==== Material shown ====
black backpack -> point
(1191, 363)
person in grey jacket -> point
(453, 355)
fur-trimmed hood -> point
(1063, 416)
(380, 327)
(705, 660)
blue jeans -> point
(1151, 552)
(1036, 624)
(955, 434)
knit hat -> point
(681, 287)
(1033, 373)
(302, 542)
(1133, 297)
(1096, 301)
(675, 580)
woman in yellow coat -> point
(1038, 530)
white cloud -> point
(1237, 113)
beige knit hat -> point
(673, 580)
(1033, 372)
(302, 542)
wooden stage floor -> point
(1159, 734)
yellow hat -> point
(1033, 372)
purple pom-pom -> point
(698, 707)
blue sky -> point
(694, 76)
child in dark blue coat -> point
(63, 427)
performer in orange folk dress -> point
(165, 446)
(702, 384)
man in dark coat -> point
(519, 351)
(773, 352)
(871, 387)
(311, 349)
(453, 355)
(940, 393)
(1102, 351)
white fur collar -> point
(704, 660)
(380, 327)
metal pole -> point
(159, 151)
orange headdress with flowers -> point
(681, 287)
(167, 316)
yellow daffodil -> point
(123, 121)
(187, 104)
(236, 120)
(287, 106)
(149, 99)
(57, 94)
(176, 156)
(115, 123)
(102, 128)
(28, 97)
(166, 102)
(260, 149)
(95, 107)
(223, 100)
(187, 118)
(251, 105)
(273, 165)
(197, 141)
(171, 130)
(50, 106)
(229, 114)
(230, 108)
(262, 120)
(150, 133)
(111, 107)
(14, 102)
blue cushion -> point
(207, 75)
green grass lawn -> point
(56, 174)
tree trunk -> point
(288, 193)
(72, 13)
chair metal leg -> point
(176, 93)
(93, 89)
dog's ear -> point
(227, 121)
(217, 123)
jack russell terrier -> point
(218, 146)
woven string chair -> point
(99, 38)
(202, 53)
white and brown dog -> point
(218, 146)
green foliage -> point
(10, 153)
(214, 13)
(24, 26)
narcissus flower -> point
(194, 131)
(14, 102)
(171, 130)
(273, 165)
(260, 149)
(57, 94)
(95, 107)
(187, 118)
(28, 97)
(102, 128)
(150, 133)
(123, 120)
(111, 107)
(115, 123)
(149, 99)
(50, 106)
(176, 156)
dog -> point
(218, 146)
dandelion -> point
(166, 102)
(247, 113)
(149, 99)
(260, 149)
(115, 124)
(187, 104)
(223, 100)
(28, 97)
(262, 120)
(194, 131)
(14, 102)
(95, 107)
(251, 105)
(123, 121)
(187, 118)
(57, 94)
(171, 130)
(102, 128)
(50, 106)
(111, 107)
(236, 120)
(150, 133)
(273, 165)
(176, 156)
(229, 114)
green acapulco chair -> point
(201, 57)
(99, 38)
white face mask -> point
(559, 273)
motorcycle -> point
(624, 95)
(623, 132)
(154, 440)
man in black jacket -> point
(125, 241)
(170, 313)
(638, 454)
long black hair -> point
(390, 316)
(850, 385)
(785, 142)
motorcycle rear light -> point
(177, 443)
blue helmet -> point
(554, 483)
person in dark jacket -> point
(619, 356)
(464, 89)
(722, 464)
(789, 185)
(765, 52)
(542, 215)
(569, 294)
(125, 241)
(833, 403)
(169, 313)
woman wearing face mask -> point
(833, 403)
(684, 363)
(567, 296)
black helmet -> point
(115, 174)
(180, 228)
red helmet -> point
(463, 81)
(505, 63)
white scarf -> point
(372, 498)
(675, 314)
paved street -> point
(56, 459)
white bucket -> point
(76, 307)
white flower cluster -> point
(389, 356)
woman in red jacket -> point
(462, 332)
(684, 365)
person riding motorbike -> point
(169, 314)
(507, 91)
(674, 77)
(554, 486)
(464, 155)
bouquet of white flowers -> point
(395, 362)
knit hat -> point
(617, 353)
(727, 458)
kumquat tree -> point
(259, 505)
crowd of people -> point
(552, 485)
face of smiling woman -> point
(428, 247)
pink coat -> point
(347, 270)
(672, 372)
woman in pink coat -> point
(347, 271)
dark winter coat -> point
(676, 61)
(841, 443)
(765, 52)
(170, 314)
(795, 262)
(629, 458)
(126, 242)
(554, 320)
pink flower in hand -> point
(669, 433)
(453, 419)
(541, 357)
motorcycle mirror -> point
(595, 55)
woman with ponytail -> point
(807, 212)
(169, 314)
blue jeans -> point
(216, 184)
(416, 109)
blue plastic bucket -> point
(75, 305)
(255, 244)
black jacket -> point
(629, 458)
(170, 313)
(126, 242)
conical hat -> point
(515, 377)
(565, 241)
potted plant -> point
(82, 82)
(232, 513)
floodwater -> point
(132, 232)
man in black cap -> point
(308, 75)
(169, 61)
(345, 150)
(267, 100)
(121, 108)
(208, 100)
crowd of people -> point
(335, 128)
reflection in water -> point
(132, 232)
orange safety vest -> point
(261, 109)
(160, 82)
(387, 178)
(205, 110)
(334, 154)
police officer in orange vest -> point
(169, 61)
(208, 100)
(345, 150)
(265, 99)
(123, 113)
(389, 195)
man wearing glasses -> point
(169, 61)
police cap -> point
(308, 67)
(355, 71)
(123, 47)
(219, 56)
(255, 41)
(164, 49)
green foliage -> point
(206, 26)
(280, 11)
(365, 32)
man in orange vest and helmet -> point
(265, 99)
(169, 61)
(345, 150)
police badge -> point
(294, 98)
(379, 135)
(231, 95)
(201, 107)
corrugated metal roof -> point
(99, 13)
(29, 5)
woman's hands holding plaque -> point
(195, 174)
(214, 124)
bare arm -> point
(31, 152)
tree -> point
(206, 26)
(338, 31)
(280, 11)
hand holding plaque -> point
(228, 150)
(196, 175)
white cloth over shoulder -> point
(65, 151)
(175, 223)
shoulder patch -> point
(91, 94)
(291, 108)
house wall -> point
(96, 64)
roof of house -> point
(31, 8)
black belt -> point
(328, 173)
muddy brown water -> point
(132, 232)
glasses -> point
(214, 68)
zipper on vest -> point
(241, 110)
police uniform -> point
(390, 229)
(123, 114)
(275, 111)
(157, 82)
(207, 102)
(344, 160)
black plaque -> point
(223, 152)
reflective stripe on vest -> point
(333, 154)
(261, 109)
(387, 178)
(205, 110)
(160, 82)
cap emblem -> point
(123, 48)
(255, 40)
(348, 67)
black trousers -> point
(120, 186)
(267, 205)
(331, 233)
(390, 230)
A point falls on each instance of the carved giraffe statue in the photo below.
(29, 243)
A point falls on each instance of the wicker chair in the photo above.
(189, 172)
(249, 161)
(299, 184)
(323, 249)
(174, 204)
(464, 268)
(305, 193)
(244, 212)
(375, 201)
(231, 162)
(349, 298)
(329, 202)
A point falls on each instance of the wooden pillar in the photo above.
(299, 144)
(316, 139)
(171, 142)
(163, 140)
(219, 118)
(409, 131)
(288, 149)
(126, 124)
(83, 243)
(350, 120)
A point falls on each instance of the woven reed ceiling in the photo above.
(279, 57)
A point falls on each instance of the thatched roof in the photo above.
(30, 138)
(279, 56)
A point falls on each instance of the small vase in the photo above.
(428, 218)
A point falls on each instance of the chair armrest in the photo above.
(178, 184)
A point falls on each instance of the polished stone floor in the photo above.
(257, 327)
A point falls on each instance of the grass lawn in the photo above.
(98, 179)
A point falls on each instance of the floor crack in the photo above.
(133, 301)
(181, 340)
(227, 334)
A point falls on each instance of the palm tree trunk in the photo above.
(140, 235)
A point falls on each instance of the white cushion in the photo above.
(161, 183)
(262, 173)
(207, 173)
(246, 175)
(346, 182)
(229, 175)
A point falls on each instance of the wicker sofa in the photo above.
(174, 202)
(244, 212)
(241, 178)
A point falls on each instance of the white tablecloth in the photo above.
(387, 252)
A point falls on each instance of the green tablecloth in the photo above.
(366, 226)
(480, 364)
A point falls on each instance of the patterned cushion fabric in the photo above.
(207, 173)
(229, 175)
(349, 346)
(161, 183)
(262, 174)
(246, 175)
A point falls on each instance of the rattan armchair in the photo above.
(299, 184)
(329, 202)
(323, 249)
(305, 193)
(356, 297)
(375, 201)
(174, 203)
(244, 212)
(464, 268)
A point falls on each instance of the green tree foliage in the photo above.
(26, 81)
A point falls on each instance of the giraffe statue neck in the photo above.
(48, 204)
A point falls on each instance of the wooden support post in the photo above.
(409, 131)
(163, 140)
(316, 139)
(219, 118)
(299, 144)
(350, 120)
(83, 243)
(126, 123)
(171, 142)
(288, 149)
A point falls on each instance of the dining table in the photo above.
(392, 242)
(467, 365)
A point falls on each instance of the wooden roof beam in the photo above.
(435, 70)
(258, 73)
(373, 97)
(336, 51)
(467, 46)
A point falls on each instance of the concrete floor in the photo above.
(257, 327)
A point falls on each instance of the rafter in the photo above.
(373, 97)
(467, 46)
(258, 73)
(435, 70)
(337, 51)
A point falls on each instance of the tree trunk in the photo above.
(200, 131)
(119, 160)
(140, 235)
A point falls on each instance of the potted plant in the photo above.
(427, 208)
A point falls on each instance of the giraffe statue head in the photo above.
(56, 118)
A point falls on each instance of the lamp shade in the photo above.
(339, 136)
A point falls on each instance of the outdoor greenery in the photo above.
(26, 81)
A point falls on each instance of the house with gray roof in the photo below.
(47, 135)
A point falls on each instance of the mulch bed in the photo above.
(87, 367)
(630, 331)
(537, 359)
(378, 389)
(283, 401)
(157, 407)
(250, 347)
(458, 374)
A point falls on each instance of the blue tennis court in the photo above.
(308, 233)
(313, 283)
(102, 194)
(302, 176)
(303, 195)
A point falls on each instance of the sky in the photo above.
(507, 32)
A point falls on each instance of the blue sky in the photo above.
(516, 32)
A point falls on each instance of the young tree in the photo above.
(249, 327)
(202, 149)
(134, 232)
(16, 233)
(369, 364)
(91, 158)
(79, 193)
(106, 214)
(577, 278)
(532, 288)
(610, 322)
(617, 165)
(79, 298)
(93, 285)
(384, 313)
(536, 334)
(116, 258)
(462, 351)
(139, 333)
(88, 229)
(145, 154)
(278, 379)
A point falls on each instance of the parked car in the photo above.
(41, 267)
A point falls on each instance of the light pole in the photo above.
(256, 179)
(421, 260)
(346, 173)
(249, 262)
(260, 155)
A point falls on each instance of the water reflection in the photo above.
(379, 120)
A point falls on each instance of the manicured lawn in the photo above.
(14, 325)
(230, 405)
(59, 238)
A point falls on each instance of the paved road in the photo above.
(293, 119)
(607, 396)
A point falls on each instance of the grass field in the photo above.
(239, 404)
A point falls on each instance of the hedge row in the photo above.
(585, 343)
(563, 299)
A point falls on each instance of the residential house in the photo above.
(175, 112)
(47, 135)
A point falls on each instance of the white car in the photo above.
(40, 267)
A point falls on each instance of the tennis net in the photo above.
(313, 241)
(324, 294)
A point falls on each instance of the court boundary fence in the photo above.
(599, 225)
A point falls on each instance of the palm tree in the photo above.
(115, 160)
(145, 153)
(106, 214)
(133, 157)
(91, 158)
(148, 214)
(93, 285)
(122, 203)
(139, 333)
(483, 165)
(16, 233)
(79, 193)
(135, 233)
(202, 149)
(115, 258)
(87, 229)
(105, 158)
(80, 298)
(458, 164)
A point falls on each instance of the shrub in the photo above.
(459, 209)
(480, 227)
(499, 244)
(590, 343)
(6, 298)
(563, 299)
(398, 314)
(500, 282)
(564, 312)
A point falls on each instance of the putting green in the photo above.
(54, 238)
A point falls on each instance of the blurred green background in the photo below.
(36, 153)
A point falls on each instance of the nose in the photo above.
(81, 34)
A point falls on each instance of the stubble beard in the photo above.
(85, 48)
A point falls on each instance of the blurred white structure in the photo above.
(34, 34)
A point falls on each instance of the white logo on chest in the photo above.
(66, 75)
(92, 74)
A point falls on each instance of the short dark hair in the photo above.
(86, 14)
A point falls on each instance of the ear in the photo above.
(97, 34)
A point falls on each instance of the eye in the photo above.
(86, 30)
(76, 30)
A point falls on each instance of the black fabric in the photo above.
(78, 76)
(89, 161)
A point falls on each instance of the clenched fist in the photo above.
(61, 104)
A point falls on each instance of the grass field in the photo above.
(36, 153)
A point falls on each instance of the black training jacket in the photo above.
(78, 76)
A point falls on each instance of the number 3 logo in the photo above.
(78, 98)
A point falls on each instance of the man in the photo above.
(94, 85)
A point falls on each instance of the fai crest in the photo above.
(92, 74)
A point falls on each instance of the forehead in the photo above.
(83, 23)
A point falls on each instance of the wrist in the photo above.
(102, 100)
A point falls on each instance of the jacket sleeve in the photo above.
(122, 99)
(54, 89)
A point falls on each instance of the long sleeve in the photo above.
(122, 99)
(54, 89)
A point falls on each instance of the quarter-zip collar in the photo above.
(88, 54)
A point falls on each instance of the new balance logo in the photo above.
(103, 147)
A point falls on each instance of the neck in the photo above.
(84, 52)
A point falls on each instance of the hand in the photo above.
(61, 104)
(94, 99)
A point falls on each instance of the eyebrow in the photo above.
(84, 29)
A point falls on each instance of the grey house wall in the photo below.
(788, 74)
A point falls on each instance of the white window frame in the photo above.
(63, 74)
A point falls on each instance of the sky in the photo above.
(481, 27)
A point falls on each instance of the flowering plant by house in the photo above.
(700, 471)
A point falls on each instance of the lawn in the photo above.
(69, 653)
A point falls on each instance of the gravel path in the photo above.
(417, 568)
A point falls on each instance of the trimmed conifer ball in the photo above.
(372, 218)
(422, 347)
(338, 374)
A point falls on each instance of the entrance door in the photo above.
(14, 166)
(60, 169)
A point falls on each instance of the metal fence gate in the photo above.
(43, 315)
====
Work to be completed –
Return exactly the lines in the records above, beginning with the one that holds "A point falls on each instance of the trimmed" and ending with the last.

Written answer –
A point falls on each instance of the trimmed conifer ball in the photo above.
(372, 218)
(422, 347)
(338, 374)
A point falls on each instance of the entrance door in the photo above.
(14, 166)
(60, 169)
A point falls on each instance of the metal fence gate in the photo above.
(43, 315)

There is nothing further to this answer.